══ Provided passage ══

As HIV Outbreak Worsens, Is Indiana Ready For Needle Exchanges?
Public health officials in Southeastern Indiana have been scrambling to contain an outbreak of HIV linked to intravenous drug use. Now, one Indiana lawmaker plans to introduce an amendment on Wednesday that would permit the distribution of clean needles to IV drug users.
Since the outbreak was first announced in late February, health officials have confirmed 55 cases and identified 13 other likely ones. Rep. Ed Clere, R-New Albany, who serves as the chairman of the House Public Health Committee, says the amendment could help health workers stem the spread of the virus.
“It's hit Southeastern Indiana, but something similar could happen anywhere in the state, and it's of particular concern that the center of the outbreak is along I-65,” says Clere. “So I think we need to be very mindful of that and look at how we can get in front of any further outbreak.”
Both the American Medical Association and the Centers for Disease Control say that needle exchange programs are effective at reducing needle sharing and the spread of infections like HIV. If addicts have access to sterile needles, there’s no need for them to risk HIV by sharing.
Opponents worry that such exchanges encourage IV drug abuse, a claim the CDC says is untrue. Clere says that regardless of any misgivings, the option of needles exchanges needs to be discussed.

═══

Activity A:
From the article on Indiana's HIV outbreak, extract the portion that opens with the words "Both the American" and closes with "to be discussed.", copying it word for word.
Activity B:
Extend the news article on Indiana's HIV outbreak and needle exchanges, picking up right after its final sentence.

══ Information shown ══

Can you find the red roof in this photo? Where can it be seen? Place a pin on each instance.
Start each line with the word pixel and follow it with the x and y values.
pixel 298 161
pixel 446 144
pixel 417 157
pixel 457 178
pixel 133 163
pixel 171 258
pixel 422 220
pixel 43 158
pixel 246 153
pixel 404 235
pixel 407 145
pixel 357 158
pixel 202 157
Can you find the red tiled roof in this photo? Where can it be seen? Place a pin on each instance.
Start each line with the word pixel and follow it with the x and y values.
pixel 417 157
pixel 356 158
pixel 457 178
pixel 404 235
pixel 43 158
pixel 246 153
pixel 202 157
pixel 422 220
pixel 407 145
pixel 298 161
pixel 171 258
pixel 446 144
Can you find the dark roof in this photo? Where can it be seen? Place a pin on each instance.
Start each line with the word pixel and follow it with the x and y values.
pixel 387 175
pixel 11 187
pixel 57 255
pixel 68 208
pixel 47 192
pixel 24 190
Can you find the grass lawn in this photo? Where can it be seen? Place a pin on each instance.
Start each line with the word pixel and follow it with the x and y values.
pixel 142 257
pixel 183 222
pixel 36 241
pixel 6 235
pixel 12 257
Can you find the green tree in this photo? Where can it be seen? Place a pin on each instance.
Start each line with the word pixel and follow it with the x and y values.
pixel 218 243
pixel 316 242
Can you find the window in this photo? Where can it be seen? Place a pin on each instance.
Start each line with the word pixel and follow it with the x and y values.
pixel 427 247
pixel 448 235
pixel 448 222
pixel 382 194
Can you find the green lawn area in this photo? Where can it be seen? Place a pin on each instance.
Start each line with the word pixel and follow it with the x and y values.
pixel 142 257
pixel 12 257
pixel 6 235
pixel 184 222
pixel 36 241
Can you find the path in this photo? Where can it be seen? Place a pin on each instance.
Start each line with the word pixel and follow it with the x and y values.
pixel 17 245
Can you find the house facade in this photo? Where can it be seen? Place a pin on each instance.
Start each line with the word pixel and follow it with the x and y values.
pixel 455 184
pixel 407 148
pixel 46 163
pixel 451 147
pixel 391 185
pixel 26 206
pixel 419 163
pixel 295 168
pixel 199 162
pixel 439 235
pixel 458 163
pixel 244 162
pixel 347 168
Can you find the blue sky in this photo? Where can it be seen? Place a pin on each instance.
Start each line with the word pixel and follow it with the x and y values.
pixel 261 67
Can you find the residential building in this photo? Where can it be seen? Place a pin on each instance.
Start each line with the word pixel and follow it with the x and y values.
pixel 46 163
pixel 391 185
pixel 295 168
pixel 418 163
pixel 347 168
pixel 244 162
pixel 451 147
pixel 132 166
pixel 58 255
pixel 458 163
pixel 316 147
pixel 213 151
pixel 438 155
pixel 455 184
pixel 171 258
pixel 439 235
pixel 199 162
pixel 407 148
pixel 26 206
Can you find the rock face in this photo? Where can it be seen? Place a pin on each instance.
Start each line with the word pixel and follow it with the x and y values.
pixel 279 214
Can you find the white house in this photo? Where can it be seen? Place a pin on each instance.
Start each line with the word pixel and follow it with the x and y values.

═══

Written response A:
Both the American Medical Association and the Centers for Disease Control say that needle exchange programs are effective at reducing needle sharing and the spread of infections like HIV. If addicts have access to sterile needles, there’s no need for them to risk HIV by sharing.
Opponents worry that such exchanges encourage IV drug abuse, a claim the CDC says is untrue. Clere says that regardless of any misgivings, the option of needles exchanges needs to be discussed.

Written response B:
“It may be a discussion that a lot of folks would prefer not to have, but the stakes are too high at this point,” he says. “And we're probably going to have to start having some difficult conversations in the context of this outbreak.”
Clere has yet to work out all of the details of his amendment, but he doesn’t plan on allowing the use of state funds for needle exchanges. Instead, he wants to allow other organizations like non-profits or county health departments to be able operate such programs if they meet certain requirements.
Dr. Shane Avery practices family medicine in Scott County, the heart of the HIV outbreak. He also helps run the county’s Coalition to End the Abuse of Substances.
“The concern that I have is that without immediate intervention, we will not be able to stop the spread of this and the concern that this will spread through other communities throughout Indiana,” says Avery. “They need immediate assistance to be able to prevent the spread.”
Avery is among those who may testify in favor of needle exchanges when the amendment goes before Clere’s committee.